Check each line of the material. Copy those containing "below".

[Exercise material]
==========

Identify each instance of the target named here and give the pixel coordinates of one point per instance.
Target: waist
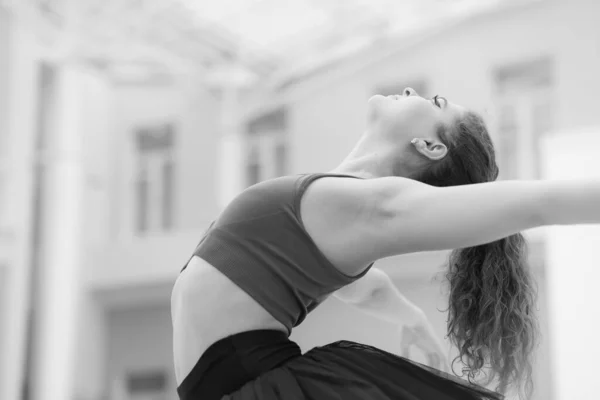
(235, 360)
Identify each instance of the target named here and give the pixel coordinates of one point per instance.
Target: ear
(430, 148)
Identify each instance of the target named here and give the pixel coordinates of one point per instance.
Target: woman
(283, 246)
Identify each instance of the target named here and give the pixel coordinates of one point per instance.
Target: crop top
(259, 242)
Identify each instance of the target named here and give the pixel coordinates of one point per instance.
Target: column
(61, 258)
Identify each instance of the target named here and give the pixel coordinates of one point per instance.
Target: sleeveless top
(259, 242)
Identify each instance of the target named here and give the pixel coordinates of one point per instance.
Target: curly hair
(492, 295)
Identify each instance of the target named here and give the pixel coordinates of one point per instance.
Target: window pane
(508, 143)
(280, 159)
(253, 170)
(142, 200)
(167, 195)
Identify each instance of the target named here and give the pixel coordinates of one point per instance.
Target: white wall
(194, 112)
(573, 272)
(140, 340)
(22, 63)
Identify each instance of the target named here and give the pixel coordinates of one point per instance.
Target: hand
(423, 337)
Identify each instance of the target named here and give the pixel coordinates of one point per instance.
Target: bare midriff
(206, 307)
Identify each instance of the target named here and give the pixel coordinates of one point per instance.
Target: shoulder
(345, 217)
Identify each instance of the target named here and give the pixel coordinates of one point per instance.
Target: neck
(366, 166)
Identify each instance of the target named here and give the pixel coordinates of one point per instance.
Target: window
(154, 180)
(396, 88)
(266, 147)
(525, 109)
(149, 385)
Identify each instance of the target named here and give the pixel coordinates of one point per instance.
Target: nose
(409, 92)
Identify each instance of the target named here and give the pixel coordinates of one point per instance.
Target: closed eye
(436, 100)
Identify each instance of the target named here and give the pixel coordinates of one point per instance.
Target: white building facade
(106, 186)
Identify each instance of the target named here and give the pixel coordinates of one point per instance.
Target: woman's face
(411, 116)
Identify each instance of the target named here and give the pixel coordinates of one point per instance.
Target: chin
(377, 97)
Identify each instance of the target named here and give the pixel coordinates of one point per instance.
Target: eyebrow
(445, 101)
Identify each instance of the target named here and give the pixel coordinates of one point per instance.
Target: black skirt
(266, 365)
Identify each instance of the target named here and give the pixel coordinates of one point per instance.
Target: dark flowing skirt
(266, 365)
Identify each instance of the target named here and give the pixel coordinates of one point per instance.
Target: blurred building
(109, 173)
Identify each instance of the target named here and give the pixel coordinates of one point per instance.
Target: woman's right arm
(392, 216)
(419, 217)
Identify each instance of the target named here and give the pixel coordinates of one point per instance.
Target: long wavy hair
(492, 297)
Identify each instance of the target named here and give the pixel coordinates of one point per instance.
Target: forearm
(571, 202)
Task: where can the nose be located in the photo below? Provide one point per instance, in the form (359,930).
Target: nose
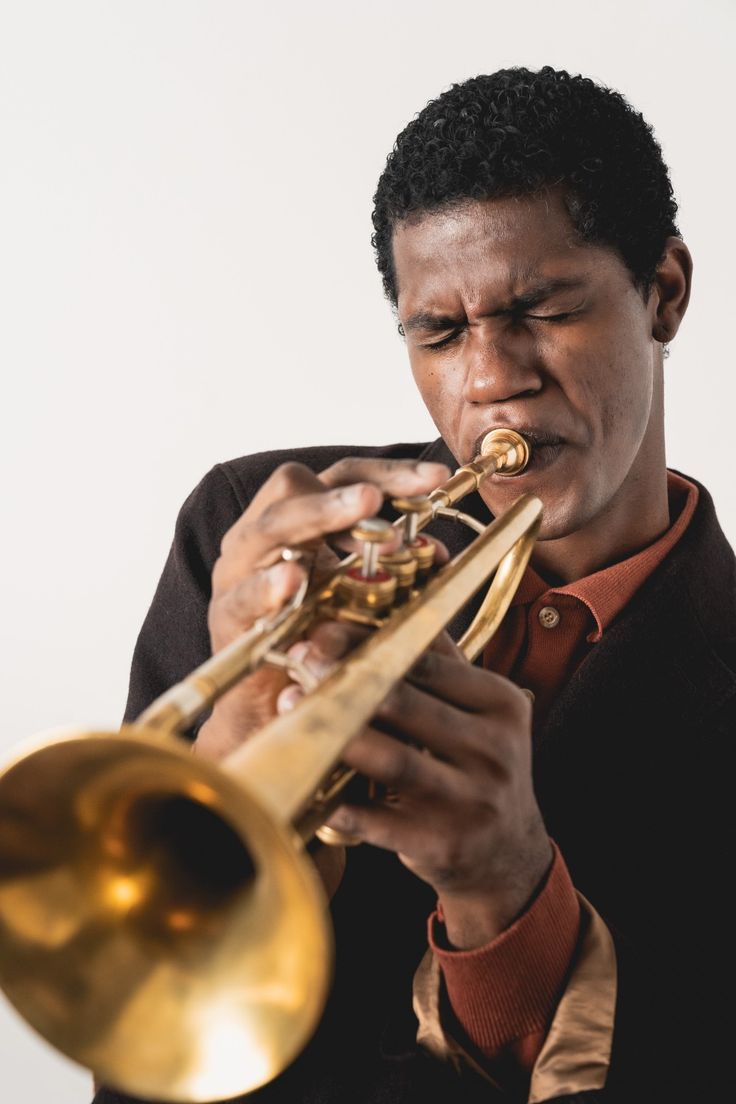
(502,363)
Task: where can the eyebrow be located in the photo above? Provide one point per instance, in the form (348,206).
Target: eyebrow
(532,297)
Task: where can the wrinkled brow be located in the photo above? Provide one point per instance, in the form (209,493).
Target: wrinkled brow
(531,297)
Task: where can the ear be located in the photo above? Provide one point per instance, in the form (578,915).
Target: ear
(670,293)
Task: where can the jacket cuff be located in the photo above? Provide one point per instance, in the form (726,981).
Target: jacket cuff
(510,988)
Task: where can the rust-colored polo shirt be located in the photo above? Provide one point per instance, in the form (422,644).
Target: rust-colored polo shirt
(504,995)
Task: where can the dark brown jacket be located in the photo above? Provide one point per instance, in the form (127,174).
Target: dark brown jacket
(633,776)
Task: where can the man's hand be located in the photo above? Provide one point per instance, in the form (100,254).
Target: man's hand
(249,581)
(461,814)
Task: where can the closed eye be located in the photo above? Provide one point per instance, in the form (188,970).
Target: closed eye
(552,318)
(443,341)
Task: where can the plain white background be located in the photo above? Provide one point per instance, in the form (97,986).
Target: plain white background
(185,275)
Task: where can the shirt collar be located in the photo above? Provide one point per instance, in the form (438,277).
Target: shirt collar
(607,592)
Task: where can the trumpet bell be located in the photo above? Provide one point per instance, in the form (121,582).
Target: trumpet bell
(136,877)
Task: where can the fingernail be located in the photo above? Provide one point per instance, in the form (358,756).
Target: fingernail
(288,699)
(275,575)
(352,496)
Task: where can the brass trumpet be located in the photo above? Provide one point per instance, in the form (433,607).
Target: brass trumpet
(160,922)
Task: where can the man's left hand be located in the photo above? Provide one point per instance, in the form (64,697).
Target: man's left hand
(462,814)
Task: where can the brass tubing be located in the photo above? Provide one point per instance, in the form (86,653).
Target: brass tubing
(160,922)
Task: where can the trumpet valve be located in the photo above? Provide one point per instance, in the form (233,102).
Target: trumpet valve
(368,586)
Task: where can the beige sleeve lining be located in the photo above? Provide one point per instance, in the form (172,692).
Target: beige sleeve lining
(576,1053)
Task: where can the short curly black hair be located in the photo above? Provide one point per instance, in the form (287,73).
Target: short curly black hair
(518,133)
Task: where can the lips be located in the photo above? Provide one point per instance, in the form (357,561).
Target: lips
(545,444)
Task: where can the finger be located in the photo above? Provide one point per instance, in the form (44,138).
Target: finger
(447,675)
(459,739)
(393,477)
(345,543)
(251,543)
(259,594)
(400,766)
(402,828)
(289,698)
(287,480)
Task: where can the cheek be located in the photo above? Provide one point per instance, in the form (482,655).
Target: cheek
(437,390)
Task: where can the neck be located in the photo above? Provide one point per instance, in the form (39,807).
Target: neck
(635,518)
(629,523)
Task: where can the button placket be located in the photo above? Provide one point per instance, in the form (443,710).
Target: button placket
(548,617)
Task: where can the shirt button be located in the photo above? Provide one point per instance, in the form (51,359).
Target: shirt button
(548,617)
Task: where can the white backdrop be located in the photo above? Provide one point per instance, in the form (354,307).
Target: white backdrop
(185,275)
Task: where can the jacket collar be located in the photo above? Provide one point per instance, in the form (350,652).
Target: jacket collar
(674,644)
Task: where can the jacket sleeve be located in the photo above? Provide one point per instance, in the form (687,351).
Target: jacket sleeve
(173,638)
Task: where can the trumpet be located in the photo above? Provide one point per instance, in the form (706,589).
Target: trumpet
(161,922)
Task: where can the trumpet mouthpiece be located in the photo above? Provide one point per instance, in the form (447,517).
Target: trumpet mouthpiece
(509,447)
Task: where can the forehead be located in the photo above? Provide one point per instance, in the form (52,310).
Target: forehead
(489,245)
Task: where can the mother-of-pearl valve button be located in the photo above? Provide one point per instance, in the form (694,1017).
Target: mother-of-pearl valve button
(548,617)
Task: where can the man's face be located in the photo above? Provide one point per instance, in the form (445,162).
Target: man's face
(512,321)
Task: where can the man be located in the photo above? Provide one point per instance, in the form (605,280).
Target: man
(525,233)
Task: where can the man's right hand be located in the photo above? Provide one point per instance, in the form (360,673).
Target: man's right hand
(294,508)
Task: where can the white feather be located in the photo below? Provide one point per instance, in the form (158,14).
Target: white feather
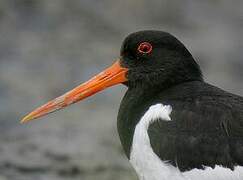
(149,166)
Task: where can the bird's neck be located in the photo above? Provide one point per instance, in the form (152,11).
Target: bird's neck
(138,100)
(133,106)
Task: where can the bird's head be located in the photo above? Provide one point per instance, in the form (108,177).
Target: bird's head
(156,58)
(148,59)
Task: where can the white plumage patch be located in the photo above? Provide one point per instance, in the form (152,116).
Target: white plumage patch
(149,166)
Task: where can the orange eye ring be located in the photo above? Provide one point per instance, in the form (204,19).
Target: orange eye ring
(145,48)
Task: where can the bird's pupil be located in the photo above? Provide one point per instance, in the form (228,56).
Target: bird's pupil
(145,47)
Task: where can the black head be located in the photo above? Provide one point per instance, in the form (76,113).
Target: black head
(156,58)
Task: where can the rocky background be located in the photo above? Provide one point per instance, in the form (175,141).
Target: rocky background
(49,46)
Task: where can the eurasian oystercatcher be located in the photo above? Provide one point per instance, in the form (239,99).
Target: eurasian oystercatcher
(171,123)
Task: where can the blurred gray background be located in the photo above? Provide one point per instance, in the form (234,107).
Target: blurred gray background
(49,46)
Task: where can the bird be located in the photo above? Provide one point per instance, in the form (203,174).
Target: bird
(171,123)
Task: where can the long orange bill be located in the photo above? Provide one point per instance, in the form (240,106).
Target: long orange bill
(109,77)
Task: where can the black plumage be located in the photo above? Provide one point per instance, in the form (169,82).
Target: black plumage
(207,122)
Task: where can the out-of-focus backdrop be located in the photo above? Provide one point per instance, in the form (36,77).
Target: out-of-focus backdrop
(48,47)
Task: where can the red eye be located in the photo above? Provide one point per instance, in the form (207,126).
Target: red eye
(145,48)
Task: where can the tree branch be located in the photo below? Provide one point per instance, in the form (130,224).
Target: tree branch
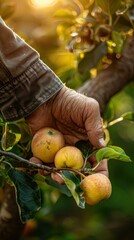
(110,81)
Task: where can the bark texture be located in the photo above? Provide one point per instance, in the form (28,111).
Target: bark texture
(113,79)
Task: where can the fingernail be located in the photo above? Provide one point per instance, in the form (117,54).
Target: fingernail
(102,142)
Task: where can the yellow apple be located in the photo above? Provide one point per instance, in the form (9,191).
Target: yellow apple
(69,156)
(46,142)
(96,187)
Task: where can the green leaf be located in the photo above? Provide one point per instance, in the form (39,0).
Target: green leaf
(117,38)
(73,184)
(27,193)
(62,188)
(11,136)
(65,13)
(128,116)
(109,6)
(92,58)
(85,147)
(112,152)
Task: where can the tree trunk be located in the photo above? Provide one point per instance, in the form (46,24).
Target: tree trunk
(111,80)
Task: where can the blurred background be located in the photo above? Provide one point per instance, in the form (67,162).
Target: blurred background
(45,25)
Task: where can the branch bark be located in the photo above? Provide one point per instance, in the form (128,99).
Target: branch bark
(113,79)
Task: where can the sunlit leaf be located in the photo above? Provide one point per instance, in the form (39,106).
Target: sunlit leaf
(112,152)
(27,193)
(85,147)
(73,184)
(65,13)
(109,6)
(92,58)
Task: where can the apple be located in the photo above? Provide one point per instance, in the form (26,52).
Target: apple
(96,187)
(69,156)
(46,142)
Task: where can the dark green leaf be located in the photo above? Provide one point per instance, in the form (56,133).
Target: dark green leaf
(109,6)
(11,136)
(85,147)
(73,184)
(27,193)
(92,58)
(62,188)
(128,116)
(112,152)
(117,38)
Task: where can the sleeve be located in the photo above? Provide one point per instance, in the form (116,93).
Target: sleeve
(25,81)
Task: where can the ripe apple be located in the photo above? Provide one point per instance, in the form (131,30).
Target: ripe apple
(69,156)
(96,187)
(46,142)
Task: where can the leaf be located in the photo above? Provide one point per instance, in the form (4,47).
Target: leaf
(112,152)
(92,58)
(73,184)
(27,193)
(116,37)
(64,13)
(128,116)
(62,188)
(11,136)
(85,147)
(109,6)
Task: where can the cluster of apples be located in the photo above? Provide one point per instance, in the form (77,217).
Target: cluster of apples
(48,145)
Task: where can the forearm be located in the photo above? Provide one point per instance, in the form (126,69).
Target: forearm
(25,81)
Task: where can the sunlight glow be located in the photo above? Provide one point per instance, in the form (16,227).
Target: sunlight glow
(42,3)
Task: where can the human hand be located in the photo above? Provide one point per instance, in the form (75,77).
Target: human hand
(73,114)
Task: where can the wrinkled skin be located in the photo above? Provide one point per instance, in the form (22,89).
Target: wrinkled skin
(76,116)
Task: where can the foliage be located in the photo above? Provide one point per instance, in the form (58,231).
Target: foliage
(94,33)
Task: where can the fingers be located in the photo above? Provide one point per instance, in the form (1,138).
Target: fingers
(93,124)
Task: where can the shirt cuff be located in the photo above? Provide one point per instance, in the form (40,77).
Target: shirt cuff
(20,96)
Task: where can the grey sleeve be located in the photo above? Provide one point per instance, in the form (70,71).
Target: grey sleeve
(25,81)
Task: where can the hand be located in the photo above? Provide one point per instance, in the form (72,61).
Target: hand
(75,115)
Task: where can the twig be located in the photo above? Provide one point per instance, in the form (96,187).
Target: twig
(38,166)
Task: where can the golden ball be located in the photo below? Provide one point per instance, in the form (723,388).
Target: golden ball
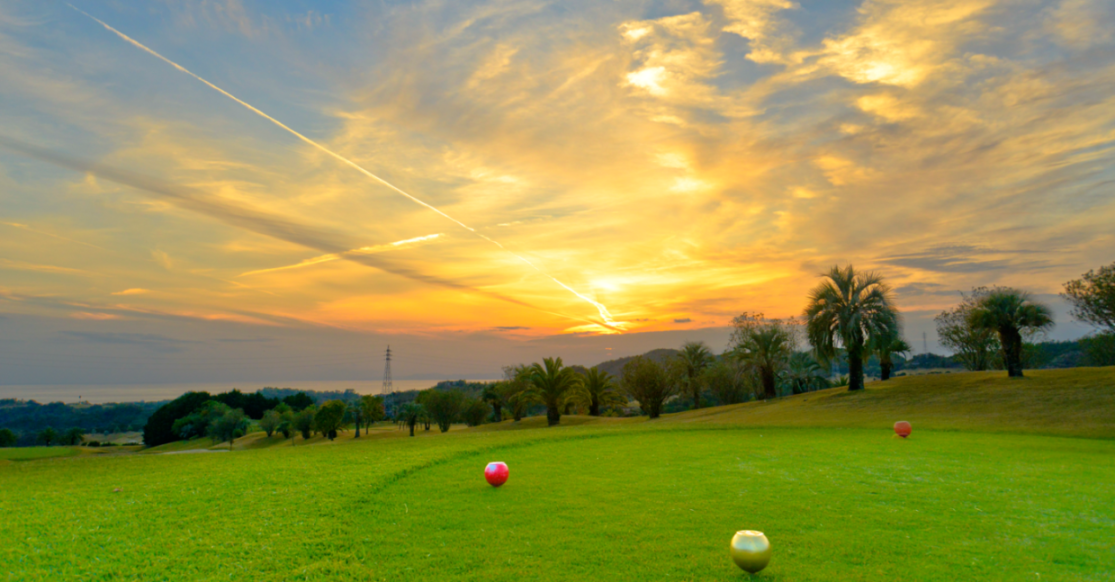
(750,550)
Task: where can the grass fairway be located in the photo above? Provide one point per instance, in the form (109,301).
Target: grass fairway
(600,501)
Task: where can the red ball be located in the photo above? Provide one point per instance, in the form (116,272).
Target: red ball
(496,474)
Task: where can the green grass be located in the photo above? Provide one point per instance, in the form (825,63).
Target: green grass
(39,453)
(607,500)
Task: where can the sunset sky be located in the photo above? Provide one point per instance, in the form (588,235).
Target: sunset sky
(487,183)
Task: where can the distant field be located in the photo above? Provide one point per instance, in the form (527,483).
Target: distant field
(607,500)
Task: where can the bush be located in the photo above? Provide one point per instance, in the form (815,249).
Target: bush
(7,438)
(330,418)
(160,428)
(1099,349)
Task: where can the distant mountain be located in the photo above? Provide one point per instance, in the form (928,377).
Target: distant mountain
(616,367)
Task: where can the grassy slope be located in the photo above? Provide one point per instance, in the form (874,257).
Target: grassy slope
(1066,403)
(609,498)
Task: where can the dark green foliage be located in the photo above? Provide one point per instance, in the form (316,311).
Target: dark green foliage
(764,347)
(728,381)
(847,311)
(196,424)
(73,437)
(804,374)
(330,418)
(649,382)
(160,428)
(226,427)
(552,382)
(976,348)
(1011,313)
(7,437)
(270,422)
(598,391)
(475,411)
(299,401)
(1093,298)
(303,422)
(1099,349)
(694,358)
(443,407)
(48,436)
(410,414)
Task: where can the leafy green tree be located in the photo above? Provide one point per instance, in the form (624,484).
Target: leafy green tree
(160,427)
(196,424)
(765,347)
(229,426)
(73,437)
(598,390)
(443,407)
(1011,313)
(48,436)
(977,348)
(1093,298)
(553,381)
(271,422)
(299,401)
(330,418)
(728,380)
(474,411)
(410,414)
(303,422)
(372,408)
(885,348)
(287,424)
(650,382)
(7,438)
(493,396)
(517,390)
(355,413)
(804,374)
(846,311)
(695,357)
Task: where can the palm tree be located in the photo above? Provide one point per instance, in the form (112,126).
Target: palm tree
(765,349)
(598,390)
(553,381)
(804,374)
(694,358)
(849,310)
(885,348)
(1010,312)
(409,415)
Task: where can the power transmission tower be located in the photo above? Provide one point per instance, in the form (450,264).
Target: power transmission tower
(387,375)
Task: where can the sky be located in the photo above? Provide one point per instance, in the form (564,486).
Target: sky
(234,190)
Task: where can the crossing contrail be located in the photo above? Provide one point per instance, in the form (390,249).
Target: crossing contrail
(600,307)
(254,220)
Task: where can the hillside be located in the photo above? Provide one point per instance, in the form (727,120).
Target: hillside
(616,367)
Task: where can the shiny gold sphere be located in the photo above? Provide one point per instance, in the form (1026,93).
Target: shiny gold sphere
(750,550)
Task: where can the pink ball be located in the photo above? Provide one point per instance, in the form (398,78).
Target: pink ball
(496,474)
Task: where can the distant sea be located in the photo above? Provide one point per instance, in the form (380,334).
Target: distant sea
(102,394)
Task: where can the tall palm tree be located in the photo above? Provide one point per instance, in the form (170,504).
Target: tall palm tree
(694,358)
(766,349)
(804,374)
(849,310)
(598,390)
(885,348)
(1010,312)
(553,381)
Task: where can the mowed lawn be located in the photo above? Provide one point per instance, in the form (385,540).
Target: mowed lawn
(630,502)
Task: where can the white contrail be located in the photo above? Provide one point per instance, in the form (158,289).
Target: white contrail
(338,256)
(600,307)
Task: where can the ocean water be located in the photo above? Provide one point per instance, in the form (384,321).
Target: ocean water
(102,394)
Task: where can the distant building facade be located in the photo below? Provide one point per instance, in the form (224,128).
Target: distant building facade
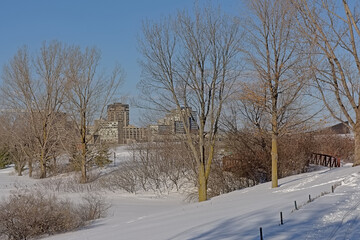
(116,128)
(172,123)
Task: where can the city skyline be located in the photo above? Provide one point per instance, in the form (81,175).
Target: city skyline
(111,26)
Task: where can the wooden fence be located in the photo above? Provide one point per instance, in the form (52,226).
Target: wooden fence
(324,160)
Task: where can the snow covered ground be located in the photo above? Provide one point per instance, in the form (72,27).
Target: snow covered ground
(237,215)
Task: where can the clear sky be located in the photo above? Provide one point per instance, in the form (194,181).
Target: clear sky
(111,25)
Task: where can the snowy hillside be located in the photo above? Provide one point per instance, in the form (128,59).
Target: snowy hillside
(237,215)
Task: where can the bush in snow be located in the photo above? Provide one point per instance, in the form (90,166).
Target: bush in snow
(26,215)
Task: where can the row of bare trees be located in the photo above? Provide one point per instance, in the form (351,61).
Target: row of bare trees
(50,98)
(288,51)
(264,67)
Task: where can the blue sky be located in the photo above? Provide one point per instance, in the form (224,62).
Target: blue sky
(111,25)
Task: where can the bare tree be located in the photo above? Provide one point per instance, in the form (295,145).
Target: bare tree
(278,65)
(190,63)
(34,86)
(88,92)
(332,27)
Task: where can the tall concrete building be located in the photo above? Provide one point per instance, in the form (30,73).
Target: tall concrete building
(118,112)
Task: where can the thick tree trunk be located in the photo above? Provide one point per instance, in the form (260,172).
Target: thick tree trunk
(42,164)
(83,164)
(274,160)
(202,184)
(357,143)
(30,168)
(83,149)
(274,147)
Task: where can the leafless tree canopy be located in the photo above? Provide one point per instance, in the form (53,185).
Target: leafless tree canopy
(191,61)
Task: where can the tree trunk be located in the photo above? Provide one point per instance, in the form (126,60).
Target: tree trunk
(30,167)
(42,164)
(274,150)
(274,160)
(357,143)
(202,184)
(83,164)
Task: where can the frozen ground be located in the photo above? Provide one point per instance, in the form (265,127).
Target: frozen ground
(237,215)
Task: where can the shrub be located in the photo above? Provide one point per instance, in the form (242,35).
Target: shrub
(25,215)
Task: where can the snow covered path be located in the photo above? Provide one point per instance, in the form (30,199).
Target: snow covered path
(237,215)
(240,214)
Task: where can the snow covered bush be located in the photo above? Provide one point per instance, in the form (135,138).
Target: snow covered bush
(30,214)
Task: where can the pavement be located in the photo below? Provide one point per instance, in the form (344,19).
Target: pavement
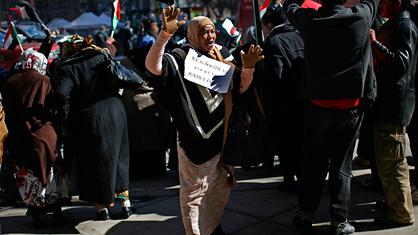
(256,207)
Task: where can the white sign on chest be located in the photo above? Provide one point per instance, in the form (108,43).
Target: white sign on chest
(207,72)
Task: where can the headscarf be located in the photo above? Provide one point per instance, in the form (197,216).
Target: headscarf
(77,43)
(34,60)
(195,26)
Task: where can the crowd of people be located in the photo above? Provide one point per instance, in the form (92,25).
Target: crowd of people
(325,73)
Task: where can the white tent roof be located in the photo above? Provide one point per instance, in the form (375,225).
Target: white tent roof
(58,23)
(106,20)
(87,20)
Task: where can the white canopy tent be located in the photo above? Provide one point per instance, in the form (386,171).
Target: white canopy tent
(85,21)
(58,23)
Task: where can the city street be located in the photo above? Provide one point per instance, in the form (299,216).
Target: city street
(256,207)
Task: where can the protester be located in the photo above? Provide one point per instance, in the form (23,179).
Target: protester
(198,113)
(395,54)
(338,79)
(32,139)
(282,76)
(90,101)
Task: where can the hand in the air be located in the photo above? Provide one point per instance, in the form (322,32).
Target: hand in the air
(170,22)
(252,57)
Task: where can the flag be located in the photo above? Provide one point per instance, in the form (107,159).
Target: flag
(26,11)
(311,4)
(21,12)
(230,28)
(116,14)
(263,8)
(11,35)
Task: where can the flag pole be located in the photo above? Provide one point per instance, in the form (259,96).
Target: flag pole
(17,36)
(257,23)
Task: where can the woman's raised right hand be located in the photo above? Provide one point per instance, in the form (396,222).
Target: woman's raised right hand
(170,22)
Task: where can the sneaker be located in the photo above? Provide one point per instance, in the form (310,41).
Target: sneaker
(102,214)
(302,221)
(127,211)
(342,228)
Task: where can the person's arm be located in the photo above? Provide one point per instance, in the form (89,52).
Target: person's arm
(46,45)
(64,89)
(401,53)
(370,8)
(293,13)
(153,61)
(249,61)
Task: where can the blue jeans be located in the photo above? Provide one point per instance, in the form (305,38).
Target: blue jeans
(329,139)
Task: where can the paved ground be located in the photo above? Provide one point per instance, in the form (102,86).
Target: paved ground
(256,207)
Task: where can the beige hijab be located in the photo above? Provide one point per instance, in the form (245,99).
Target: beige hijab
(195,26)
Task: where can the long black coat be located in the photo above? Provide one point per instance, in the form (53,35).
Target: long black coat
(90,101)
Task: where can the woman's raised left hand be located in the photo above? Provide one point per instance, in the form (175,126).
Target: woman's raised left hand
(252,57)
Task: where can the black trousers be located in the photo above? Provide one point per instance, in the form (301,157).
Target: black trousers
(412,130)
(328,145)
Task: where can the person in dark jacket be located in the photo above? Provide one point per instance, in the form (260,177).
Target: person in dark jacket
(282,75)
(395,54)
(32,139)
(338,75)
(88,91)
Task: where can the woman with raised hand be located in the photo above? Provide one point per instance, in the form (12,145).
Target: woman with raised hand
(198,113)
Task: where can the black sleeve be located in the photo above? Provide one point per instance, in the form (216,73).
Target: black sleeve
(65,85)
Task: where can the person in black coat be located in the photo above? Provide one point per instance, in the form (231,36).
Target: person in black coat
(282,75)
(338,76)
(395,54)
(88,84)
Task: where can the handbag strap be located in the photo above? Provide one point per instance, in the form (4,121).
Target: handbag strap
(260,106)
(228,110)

==========

[Answer area]
Task: where can the nose be located in the photo below? Provide one point per instance, in the form (359,930).
Task: where can the white feather be located in the photo below? Provide one point per instance, in the form (158,14).
Task: where can the tree branch be located in the photo below? Provide one point per instance, in the form (130,224).
Task: where can the golden ball be located in the photo below? Provide one point per instance, in the form (723,388).
Task: where can the distant building facade be located in the photo below? Provide one point per instance, in the form (224,128).
Task: where can the pavement be located in the photo below? Provide one point per instance, in the form (344,19).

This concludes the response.